PROMPT
What lines below include the word "surface"? Copy each one.

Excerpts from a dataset
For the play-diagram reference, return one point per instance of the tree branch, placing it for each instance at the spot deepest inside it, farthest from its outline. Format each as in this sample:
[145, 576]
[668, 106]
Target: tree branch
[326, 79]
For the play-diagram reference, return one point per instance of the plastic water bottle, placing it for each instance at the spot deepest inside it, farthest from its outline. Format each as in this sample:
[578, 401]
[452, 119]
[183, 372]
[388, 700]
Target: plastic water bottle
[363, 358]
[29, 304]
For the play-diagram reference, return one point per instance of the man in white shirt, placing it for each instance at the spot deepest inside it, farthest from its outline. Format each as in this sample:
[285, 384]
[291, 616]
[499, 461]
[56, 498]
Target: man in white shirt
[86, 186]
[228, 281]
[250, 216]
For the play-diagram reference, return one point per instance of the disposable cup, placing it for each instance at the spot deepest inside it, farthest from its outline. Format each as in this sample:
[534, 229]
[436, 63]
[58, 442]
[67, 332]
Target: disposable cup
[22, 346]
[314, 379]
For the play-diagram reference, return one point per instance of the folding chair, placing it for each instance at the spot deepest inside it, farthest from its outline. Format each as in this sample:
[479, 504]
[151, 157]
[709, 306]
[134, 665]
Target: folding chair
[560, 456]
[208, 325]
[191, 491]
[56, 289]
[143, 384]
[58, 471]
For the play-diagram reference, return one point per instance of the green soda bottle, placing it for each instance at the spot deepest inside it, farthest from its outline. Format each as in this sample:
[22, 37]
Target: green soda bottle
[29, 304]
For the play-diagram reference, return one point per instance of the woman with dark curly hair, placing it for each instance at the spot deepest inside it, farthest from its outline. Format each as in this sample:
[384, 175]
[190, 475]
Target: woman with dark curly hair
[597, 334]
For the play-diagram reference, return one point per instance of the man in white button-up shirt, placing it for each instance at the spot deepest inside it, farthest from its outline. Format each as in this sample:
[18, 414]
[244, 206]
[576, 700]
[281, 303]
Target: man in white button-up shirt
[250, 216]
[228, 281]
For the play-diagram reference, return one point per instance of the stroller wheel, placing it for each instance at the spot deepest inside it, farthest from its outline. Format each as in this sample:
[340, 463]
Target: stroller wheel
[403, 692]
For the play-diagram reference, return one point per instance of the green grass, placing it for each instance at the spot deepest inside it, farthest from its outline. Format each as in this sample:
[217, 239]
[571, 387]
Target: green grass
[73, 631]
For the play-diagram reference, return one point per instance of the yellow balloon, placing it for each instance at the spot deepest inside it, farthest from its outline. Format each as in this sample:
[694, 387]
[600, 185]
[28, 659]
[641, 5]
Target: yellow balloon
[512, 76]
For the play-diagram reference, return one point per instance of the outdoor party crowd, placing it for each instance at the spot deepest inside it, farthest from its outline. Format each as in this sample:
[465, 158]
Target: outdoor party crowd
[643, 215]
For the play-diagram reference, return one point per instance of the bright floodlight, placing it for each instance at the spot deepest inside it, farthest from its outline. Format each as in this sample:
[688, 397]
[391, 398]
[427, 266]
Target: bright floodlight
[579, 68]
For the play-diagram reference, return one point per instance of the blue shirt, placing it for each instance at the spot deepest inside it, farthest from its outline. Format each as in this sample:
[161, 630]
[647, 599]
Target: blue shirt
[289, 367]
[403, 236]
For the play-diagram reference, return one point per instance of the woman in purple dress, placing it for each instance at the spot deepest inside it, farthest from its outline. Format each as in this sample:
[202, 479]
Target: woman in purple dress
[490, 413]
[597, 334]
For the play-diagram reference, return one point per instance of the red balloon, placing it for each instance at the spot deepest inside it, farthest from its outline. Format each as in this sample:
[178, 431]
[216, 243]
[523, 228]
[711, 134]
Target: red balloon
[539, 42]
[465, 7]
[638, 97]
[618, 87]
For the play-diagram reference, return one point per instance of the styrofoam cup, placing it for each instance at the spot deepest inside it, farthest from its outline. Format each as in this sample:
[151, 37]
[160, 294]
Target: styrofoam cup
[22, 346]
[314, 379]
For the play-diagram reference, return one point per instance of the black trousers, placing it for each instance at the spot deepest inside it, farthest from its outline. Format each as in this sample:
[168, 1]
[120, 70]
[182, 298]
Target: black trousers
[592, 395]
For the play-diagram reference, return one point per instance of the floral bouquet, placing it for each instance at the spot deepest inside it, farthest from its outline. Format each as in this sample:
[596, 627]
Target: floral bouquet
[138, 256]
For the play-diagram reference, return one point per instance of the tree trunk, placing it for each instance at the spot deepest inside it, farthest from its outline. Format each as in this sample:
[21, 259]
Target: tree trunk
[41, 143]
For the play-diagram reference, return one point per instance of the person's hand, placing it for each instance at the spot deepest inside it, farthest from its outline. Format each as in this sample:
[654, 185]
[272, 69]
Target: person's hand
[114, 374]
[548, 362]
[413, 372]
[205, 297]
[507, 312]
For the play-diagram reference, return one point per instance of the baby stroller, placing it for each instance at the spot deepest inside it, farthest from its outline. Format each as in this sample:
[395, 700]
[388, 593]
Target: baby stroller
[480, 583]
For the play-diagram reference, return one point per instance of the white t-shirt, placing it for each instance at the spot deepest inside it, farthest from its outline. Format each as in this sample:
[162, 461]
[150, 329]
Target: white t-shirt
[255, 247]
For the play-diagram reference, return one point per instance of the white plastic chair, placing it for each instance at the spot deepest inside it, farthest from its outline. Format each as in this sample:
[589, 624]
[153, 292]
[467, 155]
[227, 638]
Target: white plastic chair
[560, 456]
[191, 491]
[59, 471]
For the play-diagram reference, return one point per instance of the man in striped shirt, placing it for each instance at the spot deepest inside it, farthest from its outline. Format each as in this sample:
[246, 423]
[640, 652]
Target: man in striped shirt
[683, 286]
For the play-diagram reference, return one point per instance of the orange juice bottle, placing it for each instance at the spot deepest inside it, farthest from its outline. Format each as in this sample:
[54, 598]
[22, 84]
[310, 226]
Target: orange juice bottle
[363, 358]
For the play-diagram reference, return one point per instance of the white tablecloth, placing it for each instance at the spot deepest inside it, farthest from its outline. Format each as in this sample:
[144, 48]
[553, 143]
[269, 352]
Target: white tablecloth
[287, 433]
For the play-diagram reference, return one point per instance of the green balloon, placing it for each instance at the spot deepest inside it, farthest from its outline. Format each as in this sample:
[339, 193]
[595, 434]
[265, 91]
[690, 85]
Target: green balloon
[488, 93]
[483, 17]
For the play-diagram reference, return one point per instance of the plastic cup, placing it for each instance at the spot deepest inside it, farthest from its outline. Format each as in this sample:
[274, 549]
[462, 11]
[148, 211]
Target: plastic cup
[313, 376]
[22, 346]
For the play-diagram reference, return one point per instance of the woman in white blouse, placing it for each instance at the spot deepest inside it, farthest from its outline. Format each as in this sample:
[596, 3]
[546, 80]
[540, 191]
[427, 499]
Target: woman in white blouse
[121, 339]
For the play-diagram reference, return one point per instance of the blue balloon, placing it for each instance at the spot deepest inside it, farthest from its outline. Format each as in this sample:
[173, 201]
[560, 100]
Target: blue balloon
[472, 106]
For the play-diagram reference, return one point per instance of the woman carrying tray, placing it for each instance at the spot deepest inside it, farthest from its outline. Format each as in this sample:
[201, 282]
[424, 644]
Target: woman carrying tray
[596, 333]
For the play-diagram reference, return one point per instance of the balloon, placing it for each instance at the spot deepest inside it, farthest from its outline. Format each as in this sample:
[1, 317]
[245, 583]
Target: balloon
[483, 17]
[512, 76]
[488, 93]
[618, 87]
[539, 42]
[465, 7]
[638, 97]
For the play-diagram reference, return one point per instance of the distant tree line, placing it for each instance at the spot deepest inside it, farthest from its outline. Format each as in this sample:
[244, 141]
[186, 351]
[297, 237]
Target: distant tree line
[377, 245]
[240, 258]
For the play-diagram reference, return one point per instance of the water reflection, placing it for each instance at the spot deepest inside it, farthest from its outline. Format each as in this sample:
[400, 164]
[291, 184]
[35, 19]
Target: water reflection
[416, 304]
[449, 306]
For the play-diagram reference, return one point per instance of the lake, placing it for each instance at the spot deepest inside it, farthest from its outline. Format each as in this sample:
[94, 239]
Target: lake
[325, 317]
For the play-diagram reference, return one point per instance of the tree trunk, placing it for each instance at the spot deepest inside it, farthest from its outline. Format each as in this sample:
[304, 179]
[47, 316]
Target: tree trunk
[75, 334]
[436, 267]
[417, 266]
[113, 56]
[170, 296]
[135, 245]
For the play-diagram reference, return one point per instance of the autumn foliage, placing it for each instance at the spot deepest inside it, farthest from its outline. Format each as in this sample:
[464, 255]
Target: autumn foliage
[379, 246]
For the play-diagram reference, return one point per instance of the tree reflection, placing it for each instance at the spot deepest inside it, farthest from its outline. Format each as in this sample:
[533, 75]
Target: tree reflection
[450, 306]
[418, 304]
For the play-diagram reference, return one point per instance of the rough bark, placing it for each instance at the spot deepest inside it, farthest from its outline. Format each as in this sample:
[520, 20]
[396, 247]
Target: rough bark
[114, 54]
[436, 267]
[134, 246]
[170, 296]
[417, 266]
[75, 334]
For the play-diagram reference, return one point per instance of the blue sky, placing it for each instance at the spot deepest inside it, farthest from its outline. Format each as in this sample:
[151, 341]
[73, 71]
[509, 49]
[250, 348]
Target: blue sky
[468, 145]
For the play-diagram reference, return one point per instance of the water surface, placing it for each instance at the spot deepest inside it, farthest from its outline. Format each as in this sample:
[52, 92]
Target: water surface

EXERCISE RESULT
For the play-diagram reference, return one point per instance of the water surface, placing it for each instance at the spot deepest inside it, farthest from its outline. Format each as in this sample:
Target: water surface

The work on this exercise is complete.